What is needed:
Pull out every line of the entries below that contains the word "banner", and copy each one in full.
■ ■ ■ ■
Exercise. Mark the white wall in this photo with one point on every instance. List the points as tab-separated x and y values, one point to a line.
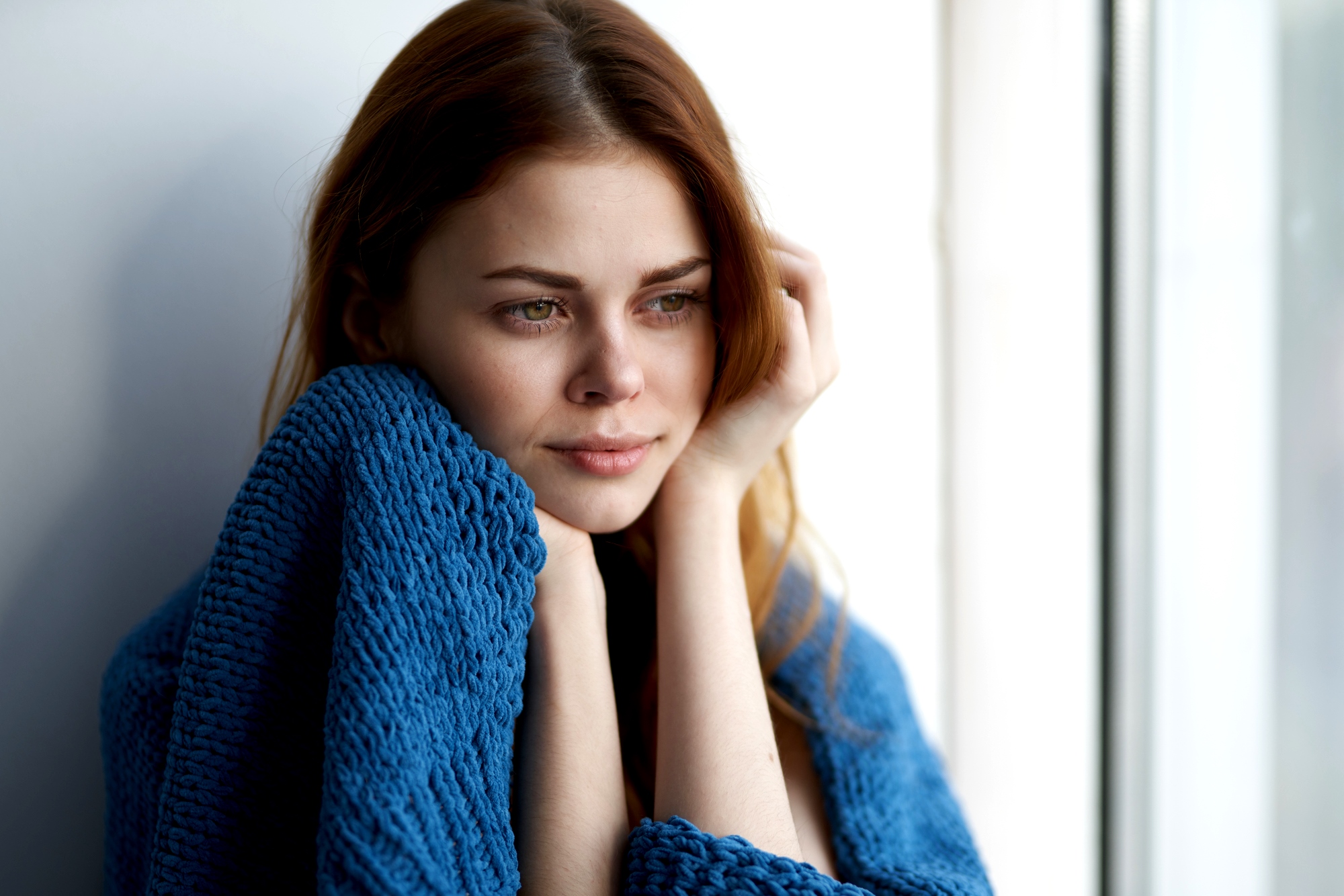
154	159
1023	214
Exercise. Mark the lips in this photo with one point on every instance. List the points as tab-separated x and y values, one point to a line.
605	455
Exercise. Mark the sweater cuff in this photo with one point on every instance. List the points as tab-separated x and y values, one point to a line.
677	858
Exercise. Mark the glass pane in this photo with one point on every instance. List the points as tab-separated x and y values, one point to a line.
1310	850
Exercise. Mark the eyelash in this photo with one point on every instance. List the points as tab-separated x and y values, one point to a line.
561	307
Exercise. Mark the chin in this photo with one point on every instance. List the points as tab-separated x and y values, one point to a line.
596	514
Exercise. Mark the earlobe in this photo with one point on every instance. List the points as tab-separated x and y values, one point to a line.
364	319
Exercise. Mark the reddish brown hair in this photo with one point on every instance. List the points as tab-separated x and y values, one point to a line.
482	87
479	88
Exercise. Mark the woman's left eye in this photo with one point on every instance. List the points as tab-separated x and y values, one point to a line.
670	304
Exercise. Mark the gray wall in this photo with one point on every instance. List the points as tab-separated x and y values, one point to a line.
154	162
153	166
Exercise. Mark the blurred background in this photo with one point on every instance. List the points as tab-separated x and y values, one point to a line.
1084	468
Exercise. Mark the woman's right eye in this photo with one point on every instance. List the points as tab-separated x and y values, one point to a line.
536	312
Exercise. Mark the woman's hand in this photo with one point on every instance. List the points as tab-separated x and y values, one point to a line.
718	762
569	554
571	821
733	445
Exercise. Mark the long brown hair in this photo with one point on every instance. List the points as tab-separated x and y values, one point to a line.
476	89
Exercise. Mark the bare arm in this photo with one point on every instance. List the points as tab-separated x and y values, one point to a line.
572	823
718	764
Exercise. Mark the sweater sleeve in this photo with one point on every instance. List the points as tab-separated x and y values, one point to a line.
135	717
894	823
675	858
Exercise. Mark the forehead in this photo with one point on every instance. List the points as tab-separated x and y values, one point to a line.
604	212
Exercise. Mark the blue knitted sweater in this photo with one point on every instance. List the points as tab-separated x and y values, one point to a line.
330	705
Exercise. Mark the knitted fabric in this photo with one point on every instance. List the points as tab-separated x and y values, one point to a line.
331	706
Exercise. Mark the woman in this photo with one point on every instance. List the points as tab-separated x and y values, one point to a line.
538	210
■ ■ ■ ■
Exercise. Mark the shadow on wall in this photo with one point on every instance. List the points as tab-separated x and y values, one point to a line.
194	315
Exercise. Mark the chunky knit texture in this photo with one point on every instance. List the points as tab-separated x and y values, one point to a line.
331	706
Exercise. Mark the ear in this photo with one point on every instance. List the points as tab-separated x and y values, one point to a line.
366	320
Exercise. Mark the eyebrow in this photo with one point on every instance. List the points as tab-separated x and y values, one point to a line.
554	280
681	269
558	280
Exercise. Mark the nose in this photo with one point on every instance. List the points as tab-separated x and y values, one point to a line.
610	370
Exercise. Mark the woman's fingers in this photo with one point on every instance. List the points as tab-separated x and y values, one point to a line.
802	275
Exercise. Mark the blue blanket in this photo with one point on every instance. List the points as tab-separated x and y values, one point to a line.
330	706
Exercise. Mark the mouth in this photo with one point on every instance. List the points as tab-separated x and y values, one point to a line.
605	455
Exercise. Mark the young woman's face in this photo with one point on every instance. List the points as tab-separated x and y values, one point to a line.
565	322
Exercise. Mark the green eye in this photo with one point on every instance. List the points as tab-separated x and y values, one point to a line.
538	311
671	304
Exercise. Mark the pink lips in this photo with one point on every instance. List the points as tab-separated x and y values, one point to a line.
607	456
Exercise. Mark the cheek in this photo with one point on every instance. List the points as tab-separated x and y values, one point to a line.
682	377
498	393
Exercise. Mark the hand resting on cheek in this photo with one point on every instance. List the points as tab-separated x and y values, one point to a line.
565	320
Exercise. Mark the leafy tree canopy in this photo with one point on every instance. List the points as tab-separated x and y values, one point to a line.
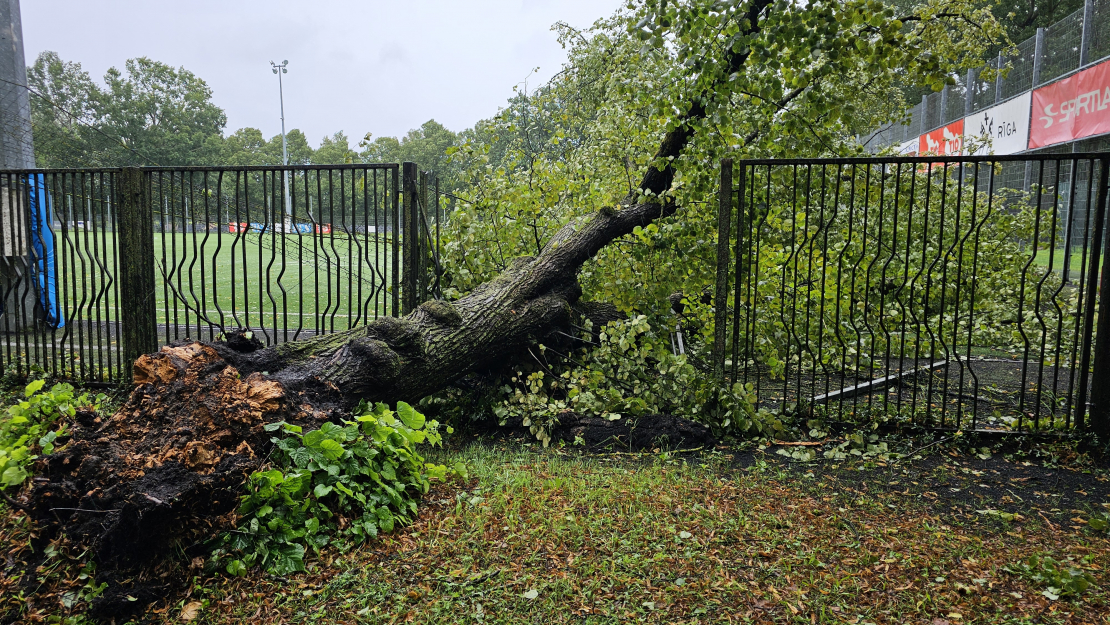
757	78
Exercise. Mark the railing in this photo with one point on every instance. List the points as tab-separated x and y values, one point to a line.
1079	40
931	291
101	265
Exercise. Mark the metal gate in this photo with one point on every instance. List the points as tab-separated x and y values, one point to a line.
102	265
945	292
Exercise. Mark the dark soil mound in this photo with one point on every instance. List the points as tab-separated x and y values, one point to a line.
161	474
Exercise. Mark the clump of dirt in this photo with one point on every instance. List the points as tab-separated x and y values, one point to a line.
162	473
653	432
■ ■ ■ ■
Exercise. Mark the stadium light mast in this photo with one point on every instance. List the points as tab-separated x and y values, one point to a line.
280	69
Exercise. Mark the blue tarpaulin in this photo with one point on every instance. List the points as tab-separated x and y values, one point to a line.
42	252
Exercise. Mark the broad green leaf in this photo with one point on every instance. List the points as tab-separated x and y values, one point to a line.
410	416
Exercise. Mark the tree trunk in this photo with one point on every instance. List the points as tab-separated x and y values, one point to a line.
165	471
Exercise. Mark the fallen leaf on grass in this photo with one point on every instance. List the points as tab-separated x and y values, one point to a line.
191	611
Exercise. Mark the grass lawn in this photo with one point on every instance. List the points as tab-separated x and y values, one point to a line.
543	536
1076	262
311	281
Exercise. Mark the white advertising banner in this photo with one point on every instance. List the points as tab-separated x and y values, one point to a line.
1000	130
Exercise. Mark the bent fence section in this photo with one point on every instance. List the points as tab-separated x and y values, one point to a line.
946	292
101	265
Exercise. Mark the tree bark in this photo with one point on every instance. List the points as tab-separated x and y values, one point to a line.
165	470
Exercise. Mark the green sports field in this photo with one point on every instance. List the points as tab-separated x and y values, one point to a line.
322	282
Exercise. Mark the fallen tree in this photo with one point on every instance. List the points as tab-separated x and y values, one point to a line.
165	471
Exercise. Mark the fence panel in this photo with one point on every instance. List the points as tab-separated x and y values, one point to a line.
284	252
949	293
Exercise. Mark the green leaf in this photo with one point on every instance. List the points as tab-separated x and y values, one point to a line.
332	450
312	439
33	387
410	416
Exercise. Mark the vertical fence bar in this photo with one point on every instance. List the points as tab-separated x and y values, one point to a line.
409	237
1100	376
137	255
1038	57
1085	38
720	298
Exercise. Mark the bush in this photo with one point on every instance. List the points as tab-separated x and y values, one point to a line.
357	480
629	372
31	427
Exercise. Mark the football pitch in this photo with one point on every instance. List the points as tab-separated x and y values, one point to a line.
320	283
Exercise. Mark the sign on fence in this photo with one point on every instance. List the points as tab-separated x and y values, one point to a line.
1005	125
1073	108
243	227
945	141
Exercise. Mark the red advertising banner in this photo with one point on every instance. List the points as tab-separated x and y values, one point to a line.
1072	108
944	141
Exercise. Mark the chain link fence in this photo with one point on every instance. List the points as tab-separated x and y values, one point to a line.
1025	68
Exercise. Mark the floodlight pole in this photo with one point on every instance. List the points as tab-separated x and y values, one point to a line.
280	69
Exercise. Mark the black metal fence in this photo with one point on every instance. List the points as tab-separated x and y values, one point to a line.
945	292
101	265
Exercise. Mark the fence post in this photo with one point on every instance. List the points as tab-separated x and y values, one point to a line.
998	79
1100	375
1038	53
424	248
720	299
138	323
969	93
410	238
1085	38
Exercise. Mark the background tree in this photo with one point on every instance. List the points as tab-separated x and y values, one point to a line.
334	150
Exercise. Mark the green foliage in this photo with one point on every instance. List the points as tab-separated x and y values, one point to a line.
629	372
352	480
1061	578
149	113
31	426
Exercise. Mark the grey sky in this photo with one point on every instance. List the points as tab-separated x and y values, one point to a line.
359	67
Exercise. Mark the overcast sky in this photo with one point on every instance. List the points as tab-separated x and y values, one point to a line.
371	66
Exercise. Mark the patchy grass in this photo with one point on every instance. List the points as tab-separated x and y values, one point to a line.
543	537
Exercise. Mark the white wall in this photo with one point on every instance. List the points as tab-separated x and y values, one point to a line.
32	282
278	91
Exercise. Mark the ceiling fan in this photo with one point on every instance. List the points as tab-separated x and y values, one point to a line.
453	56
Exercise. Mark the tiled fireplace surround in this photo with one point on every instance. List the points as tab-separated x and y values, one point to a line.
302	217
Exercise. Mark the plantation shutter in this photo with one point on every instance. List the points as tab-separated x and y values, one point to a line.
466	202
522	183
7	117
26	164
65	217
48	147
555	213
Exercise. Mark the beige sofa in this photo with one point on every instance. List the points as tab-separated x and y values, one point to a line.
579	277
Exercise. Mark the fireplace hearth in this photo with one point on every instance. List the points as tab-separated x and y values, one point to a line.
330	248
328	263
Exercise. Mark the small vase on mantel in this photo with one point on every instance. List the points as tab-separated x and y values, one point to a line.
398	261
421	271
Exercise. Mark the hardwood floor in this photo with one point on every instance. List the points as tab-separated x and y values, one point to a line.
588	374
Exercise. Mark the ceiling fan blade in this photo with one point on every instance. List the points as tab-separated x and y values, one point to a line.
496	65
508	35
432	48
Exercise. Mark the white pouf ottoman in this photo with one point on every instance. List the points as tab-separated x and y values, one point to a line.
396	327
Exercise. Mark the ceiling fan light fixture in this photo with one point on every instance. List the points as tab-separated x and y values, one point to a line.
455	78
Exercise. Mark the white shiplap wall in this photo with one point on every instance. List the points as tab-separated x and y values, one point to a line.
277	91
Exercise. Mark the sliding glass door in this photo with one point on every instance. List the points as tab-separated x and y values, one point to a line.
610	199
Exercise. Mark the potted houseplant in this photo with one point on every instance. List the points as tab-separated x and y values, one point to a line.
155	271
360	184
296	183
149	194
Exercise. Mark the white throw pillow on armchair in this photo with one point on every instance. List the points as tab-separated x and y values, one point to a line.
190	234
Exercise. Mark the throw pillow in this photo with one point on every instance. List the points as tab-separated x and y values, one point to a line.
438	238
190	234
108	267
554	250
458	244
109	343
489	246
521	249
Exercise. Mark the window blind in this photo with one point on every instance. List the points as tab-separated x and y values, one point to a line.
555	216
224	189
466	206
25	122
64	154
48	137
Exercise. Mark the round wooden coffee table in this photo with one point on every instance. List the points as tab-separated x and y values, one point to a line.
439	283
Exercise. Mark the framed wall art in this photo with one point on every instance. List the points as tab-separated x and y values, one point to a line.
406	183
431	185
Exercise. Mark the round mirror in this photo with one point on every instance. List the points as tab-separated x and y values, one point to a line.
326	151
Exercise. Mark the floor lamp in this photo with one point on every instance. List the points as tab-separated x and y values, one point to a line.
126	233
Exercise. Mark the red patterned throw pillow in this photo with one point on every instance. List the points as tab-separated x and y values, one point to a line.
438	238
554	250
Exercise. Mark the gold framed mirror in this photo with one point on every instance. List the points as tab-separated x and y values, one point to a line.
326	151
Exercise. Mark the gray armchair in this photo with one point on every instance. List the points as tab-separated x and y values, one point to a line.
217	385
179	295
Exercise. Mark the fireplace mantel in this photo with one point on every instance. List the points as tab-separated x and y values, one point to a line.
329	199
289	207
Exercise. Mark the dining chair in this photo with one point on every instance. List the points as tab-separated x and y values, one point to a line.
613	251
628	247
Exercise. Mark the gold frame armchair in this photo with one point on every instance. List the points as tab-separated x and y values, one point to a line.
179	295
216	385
■ ■ ■ ■
Response to the task:
Exercise. Mark the white advertising banner in this photo with one point on every instance. List the points as tab-separated x and y values, one point to a line.
Exercise. Mark the red advertising banner in this photo with one point on every instance. List the points as tab-separated x and y values, one point to a line.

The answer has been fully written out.